> [RECORDS FOR THIS TASK]:
--- --- ---

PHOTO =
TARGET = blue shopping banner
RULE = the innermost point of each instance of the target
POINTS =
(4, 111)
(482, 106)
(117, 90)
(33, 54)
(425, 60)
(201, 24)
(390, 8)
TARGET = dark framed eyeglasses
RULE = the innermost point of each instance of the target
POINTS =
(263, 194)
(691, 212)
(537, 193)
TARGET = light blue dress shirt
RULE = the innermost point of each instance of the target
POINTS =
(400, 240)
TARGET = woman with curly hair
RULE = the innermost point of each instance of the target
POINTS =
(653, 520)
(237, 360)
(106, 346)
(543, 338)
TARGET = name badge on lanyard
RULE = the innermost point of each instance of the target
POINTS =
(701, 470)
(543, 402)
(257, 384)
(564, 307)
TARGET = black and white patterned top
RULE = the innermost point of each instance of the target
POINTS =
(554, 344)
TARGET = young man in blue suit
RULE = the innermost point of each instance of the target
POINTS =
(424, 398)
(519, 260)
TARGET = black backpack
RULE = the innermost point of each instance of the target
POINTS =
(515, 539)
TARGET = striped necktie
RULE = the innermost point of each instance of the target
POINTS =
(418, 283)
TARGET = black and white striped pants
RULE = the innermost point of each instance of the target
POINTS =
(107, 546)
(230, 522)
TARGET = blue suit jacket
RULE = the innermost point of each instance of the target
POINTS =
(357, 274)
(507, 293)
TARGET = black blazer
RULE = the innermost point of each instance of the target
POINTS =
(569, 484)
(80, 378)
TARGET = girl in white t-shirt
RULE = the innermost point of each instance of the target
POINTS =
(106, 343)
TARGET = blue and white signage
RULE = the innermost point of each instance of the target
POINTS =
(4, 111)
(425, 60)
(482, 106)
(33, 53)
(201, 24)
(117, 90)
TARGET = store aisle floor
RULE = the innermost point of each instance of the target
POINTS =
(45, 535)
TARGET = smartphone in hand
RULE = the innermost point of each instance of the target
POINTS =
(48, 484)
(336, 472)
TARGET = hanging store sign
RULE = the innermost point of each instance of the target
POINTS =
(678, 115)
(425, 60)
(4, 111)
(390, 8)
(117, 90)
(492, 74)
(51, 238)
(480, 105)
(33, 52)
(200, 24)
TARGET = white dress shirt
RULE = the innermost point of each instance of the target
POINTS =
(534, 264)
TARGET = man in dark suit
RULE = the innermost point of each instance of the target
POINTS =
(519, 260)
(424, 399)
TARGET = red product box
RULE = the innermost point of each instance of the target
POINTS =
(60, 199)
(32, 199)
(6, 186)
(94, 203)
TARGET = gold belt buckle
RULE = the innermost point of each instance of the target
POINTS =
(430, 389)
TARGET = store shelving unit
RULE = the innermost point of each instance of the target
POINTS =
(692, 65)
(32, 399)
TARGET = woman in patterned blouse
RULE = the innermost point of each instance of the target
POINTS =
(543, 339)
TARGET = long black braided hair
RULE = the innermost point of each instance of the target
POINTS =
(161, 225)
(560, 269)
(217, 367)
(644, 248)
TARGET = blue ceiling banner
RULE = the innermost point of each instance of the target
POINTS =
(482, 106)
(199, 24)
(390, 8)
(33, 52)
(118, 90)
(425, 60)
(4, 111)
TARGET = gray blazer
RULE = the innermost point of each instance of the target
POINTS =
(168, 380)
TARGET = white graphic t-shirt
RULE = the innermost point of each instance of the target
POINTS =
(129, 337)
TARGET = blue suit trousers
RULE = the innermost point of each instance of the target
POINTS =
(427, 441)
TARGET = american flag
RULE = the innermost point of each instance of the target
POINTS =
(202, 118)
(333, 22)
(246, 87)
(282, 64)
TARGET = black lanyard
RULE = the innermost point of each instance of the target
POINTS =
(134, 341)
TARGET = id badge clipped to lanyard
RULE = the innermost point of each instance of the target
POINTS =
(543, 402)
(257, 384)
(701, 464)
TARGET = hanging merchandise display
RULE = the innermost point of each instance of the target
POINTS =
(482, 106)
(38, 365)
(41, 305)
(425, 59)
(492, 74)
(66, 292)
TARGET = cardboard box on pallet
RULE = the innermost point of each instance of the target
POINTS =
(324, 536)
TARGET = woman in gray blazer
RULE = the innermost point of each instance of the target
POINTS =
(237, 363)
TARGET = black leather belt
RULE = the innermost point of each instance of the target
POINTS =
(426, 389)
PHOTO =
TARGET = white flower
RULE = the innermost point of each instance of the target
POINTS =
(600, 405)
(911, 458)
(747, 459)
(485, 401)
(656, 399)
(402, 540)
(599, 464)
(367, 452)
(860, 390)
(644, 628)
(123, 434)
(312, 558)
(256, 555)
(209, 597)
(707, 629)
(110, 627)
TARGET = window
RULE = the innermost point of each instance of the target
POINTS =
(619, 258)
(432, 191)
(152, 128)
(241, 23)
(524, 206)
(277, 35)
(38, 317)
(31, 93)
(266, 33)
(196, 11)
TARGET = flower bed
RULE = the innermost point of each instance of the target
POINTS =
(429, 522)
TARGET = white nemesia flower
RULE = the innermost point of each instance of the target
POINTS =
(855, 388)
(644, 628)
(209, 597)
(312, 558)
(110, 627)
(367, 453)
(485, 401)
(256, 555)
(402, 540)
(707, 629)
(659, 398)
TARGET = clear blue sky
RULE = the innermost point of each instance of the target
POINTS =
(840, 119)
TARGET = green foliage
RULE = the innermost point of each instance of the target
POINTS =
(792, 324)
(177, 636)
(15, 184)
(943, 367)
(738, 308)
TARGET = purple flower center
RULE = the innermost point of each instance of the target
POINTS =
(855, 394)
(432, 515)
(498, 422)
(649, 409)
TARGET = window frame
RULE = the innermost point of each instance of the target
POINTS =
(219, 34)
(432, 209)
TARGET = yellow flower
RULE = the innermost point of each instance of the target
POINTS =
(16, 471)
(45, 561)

--- --- ---

> [GIVEN PROBLEM]: The records above need to be transcribed in full. Keep every character unchanged.

> [SOLUTION TO THE PROBLEM]:
PHOTO =
TARGET = blue shopping banner
RULE = the innermost point of each instance of the target
POINTS =
(4, 111)
(482, 106)
(117, 90)
(33, 54)
(425, 60)
(201, 24)
(390, 8)
TARGET = dark framed eyeglasses
RULE = the innermost point of each instance of the target
POINTS =
(263, 194)
(691, 212)
(537, 193)
TARGET = light blue dress shirt
RULE = the innermost point of each instance of the target
POINTS =
(400, 240)
TARGET = woman with curly hair
RULE = the innermost point of each instance of the target
POINTS =
(653, 520)
(237, 360)
(106, 346)
(543, 338)
TARGET = name badge on lanyard
RULE = the innermost point of each instance of the target
POINTS =
(701, 470)
(543, 402)
(257, 384)
(564, 307)
TARGET = black and white patterned top
RULE = the innermost point of each instance of the target
POINTS =
(554, 344)
TARGET = young man in blue suit
RULE = the innermost point of each instance of the target
POINTS =
(424, 398)
(519, 260)
TARGET = black backpack
RULE = the innermost point of each instance of the target
POINTS =
(515, 539)
TARGET = striped necktie
RULE = the innermost point of each instance of the target
POINTS =
(418, 283)
TARGET = black and white striped pants
RULE = the innermost point of each instance of the target
POINTS =
(107, 546)
(230, 522)
TARGET = blue suit jacket
RULE = the innermost point of each instance of the target
POINTS =
(357, 274)
(507, 293)
TARGET = black blazer
RULE = the innermost point of each instance of the target
POINTS =
(569, 484)
(80, 378)
TARGET = girl in white t-shirt
RULE = the innermost point of each instance of the target
POINTS =
(106, 343)
TARGET = blue and white signage
RULE = the innermost point of each instance of the target
POINTS =
(4, 111)
(425, 60)
(482, 106)
(33, 53)
(201, 24)
(117, 90)
TARGET = store aisle floor
RULE = the innermost point of each instance of the target
POINTS =
(45, 535)
TARGET = smartphone in hand
RULE = the innermost point of each instance of the target
POINTS =
(48, 484)
(336, 472)
TARGET = hanging store sign
RULE = the innermost point of each instance of the target
POINTS =
(678, 115)
(425, 60)
(4, 111)
(390, 8)
(117, 90)
(492, 74)
(51, 238)
(480, 105)
(33, 52)
(200, 24)
TARGET = white dress shirt
RULE = the innermost point of each instance of the target
POINTS =
(534, 264)
TARGET = man in dark suit
RULE = the innermost point of each instance of the target
POINTS =
(519, 260)
(424, 399)
TARGET = red product box
RULE = the innermost point of each instance of the target
POINTS =
(60, 199)
(32, 199)
(6, 186)
(94, 203)
TARGET = gold belt buckle
RULE = the innermost point of each instance of the target
POINTS =
(430, 389)
TARGET = store shelving unit
RULE = the innermost point of each instance of the target
POINTS =
(692, 65)
(32, 399)
TARGET = woman in patterned blouse
RULE = the innermost point of each instance of the target
POINTS =
(543, 339)
TARGET = long black braided hair
RULE = the innermost point of each instance of the target
POINTS =
(161, 225)
(560, 269)
(217, 367)
(644, 248)
TARGET = blue ceiling banner
RULE = the innermost point of each instance of the target
POINTS =
(482, 106)
(199, 24)
(390, 8)
(33, 52)
(118, 90)
(425, 60)
(4, 111)
TARGET = gray blazer
RULE = the innermost point of each instance of the target
POINTS =
(168, 380)
TARGET = white graphic t-shirt
RULE = the innermost point of each instance of the target
POINTS =
(129, 337)
TARGET = blue suit trousers
RULE = the innermost point of each instance of the target
POINTS =
(427, 441)
TARGET = american flag
RULE = the innermost point of each instance of the target
POINTS =
(202, 118)
(333, 22)
(246, 87)
(282, 64)
TARGET = black lanyard
RULE = the innermost point of each instance of the target
POINTS =
(134, 341)
TARGET = id badge clipped to lanyard
RULE = the innermost point of each instance of the target
POINTS =
(543, 402)
(257, 384)
(701, 464)
TARGET = hanging merchandise display
RULE = the innermost point of each instance of the target
POINTS =
(482, 106)
(38, 365)
(41, 305)
(425, 59)
(492, 74)
(66, 292)
TARGET = cardboard box on pallet
RULE = the innermost point of each instance of the target
POINTS =
(324, 536)
TARGET = woman in gray blazer
RULE = the innermost point of each instance of the target
POINTS =
(237, 363)
TARGET = black leather belt
RULE = the innermost point of each instance of the target
POINTS =
(426, 389)
PHOTO =
TARGET = white flower
RULE = the innermost point of each instance of the target
POINTS =
(600, 405)
(911, 458)
(747, 459)
(485, 401)
(656, 399)
(402, 540)
(599, 464)
(367, 452)
(860, 390)
(644, 628)
(123, 434)
(312, 558)
(256, 555)
(209, 597)
(707, 629)
(110, 627)
TARGET = window
RULE = the innermost point of each instance of the target
POINTS =
(619, 258)
(432, 191)
(152, 128)
(241, 23)
(524, 206)
(277, 35)
(38, 317)
(31, 93)
(266, 33)
(196, 11)
TARGET = flower bed
RULE = the innermost point of each instance of the target
POINTS =
(429, 522)
TARGET = white nemesia flower
RULE = the innermost point of each instance of the target
POINTS =
(855, 388)
(644, 628)
(209, 597)
(312, 558)
(110, 627)
(367, 453)
(485, 401)
(256, 555)
(402, 540)
(707, 629)
(659, 398)
TARGET = clear blue sky
RULE = the innermost point of each instance of the target
POINTS =
(840, 119)
TARGET = green foliage
RULE = the innermost point of each instance of the target
POINTS =
(792, 324)
(177, 636)
(15, 184)
(943, 367)
(738, 308)
TARGET = purple flower center
RULE = the innermost point of each instance of the target
POINTS =
(855, 394)
(432, 515)
(498, 422)
(649, 409)
TARGET = window frame
RULE = the innermost point of each instance of the target
POINTS =
(219, 34)
(432, 209)
TARGET = yellow flower
RULE = the innermost point of each instance of the target
POINTS =
(16, 471)
(45, 561)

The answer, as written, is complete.